BEGIN Data for processing

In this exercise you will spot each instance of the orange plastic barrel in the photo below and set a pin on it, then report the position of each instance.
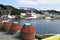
(27, 32)
(1, 23)
(14, 27)
(6, 25)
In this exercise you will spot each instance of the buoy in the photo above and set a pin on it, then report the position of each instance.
(6, 25)
(1, 22)
(27, 32)
(14, 27)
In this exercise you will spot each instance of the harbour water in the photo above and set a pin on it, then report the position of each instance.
(43, 26)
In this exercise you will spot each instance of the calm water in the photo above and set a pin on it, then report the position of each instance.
(43, 26)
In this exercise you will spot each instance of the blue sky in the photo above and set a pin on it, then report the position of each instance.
(38, 4)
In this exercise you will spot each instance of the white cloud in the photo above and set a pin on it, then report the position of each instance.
(38, 2)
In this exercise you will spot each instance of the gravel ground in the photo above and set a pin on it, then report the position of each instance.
(4, 36)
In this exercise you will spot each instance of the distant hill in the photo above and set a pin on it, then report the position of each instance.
(15, 11)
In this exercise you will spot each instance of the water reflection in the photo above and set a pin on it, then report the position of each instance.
(43, 26)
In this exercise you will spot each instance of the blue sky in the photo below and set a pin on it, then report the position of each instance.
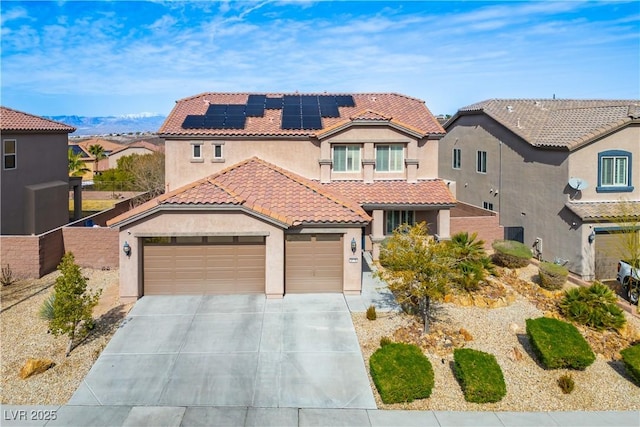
(121, 57)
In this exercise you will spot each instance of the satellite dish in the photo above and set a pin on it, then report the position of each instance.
(578, 184)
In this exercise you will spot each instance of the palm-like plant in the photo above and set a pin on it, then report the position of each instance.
(472, 263)
(97, 151)
(76, 165)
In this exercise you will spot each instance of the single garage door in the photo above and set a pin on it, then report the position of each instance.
(204, 265)
(607, 250)
(313, 263)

END Data for processing

Activity :: Every line from the one containing "In this exercise you will spot each instance of the palm-like" through the end of the data must be repeated exactly, and no other line.

The answer ::
In this exercise you will spot each instance of the palm-like plant in the photo above and set a pin on it, then report the position of each instance.
(472, 263)
(97, 151)
(76, 165)
In this exercise you will spot each instance of the single garage door in the photo above and set a pin on it, then report the position of each instance.
(204, 265)
(607, 250)
(313, 263)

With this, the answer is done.